Dataset excerpts ::
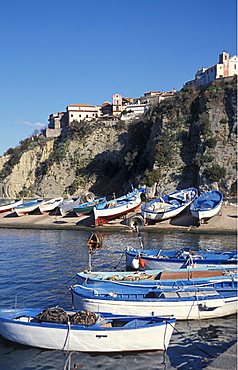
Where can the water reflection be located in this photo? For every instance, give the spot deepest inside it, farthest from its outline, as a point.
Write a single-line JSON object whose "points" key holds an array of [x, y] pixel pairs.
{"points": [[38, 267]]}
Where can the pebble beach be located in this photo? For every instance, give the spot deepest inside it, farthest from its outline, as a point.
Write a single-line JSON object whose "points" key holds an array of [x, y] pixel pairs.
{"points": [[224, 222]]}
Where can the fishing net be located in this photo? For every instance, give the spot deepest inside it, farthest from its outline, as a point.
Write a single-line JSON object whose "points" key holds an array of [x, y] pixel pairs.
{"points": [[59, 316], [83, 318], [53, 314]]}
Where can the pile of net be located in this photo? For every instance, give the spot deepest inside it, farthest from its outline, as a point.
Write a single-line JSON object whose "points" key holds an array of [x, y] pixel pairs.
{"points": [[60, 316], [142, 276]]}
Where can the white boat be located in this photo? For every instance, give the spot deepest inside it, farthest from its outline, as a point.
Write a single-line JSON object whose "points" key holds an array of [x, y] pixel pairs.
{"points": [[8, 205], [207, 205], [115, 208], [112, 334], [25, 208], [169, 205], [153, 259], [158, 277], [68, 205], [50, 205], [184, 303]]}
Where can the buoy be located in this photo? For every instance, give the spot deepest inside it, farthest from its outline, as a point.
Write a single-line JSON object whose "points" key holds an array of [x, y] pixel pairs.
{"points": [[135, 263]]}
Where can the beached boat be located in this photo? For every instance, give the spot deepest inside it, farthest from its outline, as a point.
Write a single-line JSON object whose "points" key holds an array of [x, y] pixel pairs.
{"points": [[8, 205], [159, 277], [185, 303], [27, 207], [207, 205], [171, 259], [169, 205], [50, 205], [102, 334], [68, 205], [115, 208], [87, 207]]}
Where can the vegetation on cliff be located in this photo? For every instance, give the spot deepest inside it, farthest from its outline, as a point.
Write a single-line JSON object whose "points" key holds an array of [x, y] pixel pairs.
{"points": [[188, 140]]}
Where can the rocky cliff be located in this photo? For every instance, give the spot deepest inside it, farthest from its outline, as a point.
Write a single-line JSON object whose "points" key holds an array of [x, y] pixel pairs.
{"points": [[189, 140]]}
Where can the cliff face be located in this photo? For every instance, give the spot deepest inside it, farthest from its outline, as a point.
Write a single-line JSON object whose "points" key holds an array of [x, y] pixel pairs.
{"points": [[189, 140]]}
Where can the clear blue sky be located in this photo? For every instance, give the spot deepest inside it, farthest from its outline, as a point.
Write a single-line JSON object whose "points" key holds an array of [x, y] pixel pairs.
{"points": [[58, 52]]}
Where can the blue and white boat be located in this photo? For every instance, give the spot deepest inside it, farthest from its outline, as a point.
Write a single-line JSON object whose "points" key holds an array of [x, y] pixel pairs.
...
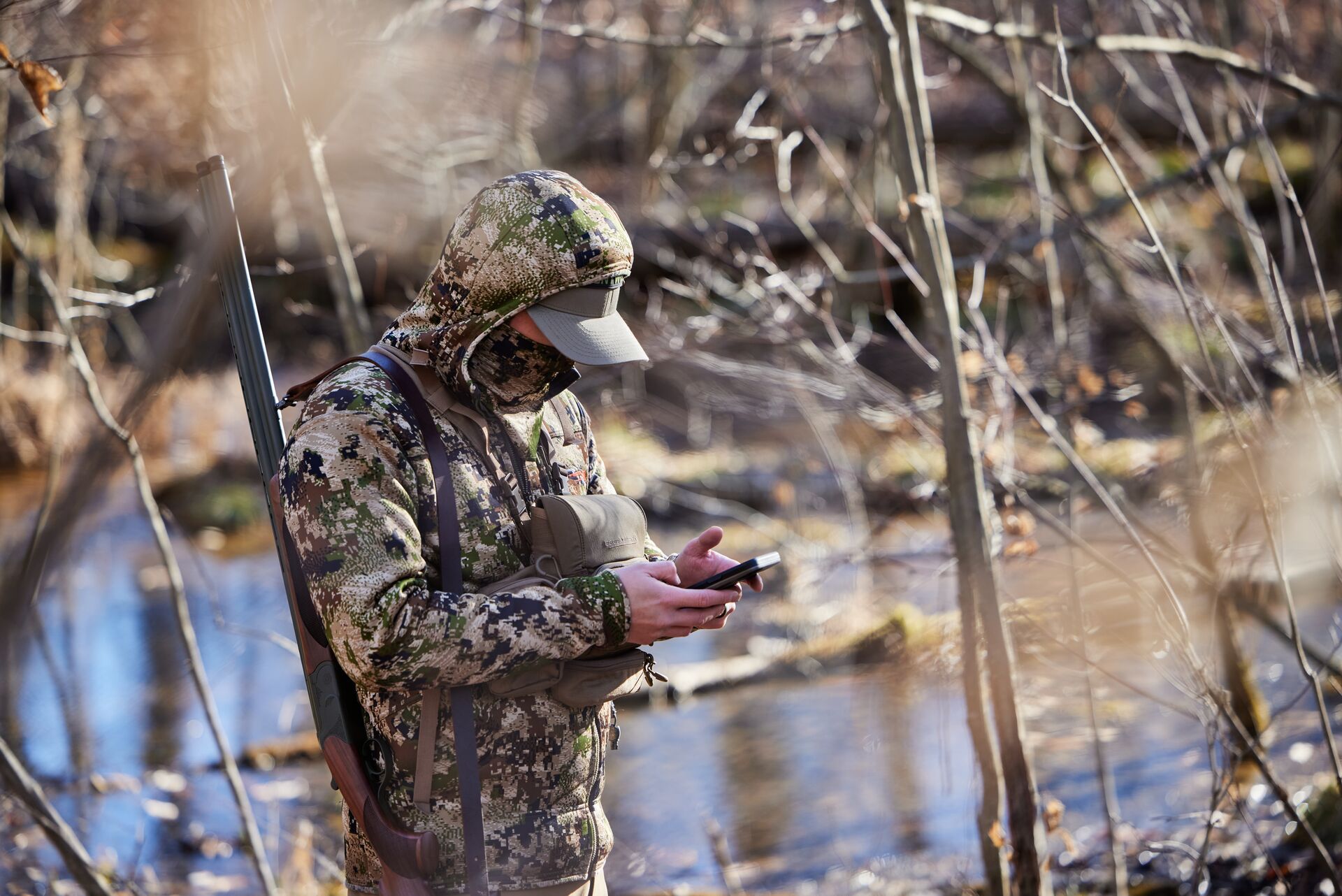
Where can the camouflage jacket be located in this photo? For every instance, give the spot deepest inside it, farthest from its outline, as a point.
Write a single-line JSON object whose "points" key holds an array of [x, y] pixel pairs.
---
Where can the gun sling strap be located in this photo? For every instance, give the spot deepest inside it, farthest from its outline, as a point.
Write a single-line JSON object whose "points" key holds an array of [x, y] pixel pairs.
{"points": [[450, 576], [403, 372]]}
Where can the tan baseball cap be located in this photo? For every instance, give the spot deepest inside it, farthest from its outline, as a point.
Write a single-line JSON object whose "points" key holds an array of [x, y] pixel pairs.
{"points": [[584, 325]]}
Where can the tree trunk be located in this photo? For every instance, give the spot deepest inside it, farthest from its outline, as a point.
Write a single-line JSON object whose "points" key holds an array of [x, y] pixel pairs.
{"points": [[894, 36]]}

What is expected :: Find every line with "white" in the listing and state how many there are, nothing else.

Response box :: 2